_Problem statement_
Copy the passage from the bamboo shark article below word for word, beginning at the words "Survival of the Stillest: Bamboo" and stopping after the words "detection by predators.".

WA's bamboo sharks at US festival

Michelle Wheeler, The West Australian March 20, 2012, 4:11 pm

Survival of the Stillest: Predator Avoidance in Embryonic Bamboo Sharks by Ryan Kempster.


A Perth researcher’s short film about embryonic bamboo sharks has been selected to screen at a prestigious US film festival.

Survival of the Stillest: Bamboo Sharks, filmed by University of WA shark biologist Ryan Kempster, includes footage of a shark foetus in an egg case slowing its heartbeat and lying perfectly still to avoid detection by predators.

The three-minute movie was filmed entirely in an aquarium on the UWA campus and also has vision a baby bamboo shark hatching out of an egg case.

Mr Kempster said developing shark embryos were able to detect predators with their electrosensory systems.


“When you present them with an electric field that mimics that of a predator, so a larger fish, the embryos will actually detect this and stop all of their body movements,” he said.

“They stay completely still, stop respiring… this really is their way of minimising being noticed by a predator.”

_Entries provided_
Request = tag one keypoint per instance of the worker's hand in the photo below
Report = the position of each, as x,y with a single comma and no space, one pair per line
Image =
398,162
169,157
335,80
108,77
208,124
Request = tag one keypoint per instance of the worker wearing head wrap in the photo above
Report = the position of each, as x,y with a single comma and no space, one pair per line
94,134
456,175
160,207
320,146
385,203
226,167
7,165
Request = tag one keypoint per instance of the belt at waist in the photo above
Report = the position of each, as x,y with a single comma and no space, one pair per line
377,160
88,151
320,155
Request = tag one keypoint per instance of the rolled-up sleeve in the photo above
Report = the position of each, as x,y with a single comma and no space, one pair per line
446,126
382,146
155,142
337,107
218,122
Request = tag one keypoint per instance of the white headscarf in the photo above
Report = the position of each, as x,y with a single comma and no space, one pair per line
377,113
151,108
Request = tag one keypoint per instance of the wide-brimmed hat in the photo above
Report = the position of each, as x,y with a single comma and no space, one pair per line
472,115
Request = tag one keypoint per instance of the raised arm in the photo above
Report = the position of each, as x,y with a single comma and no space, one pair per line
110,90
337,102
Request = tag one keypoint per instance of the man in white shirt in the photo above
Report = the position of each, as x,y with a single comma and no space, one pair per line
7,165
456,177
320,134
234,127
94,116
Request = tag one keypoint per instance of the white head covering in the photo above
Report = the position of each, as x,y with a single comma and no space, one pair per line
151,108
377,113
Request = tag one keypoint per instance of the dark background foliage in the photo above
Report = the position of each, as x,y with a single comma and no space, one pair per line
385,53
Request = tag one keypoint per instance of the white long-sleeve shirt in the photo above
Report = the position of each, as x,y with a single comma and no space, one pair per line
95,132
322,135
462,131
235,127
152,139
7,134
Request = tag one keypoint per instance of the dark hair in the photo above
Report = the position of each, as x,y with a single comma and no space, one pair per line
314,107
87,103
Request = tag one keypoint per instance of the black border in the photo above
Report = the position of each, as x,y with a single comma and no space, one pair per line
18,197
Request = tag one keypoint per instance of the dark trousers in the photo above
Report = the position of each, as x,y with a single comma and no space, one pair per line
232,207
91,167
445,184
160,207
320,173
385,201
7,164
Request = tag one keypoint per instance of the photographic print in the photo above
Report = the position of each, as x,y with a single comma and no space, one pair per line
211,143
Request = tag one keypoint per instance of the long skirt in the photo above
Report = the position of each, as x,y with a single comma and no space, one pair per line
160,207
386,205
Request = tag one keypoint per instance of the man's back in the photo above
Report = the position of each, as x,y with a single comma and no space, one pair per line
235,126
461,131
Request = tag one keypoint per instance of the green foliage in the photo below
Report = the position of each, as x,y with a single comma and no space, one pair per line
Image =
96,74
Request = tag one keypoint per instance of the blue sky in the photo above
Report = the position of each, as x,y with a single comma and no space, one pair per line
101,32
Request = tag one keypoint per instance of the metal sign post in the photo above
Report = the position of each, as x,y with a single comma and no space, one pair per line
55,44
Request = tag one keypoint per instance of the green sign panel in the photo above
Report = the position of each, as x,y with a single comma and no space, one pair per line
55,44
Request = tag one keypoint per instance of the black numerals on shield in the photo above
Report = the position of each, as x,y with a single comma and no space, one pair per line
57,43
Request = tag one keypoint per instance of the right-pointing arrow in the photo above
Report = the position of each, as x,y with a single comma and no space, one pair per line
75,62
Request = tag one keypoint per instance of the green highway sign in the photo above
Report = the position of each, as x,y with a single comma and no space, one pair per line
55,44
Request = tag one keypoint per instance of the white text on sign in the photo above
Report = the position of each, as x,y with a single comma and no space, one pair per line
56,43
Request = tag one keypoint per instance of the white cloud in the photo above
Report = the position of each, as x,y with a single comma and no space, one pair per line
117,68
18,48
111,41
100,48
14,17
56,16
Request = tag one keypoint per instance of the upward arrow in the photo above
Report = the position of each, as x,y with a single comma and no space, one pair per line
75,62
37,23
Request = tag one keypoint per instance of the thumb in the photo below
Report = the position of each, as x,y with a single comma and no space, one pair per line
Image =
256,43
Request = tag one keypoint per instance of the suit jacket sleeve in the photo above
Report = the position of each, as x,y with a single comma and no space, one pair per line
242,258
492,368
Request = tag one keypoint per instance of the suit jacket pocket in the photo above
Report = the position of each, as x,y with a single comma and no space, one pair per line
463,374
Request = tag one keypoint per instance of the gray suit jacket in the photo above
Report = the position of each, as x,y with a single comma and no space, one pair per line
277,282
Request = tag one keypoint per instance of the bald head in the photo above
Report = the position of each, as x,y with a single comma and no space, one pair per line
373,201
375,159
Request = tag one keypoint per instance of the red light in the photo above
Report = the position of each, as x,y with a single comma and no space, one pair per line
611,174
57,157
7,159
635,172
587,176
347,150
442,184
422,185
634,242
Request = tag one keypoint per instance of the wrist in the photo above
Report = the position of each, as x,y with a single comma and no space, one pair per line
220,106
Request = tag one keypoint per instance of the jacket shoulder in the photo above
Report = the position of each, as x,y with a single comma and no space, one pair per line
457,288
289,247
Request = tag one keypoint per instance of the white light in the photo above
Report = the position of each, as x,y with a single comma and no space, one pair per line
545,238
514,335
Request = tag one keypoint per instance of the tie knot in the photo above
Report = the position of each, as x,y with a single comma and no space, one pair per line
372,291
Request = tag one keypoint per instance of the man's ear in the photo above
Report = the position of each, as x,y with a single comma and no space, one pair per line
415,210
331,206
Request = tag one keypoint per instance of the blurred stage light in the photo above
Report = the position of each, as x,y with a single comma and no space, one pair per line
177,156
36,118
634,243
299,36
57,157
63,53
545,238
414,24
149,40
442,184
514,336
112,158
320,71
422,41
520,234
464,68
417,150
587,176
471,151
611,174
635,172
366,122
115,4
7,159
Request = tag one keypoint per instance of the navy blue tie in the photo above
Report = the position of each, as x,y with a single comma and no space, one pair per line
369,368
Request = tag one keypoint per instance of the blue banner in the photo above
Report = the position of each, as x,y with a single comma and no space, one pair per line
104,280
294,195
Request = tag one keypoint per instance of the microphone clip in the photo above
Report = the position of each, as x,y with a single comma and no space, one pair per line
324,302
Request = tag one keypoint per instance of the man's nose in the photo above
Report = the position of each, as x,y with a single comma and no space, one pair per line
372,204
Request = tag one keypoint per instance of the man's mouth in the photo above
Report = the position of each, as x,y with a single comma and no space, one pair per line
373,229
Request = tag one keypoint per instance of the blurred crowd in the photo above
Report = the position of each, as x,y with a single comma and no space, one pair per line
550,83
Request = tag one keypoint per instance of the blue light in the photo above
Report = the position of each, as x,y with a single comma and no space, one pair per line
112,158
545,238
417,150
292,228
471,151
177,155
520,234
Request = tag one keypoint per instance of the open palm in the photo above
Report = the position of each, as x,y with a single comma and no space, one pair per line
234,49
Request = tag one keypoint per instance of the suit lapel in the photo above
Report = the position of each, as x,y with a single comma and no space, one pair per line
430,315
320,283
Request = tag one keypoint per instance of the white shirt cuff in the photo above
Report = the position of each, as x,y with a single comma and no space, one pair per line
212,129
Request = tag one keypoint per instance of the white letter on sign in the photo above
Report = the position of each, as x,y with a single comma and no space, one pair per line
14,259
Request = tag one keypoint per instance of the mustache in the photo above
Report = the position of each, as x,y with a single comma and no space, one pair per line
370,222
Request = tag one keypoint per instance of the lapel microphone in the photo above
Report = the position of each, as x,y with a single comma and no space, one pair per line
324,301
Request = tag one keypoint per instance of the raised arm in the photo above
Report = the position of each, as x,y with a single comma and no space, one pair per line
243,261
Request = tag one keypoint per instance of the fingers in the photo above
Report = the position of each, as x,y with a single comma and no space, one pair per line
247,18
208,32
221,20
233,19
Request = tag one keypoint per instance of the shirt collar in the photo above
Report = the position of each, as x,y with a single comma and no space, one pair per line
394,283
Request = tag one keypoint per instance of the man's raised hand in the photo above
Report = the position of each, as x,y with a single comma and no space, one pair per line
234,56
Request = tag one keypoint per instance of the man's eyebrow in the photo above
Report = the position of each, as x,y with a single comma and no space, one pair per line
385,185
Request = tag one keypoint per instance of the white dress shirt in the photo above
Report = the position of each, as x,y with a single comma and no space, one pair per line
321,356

_Reply to the task_
Survival of the Stillest: Bamboo Sharks, filmed by University of WA shark biologist Ryan Kempster, includes footage of a shark foetus in an egg case slowing its heartbeat and lying perfectly still to avoid detection by predators.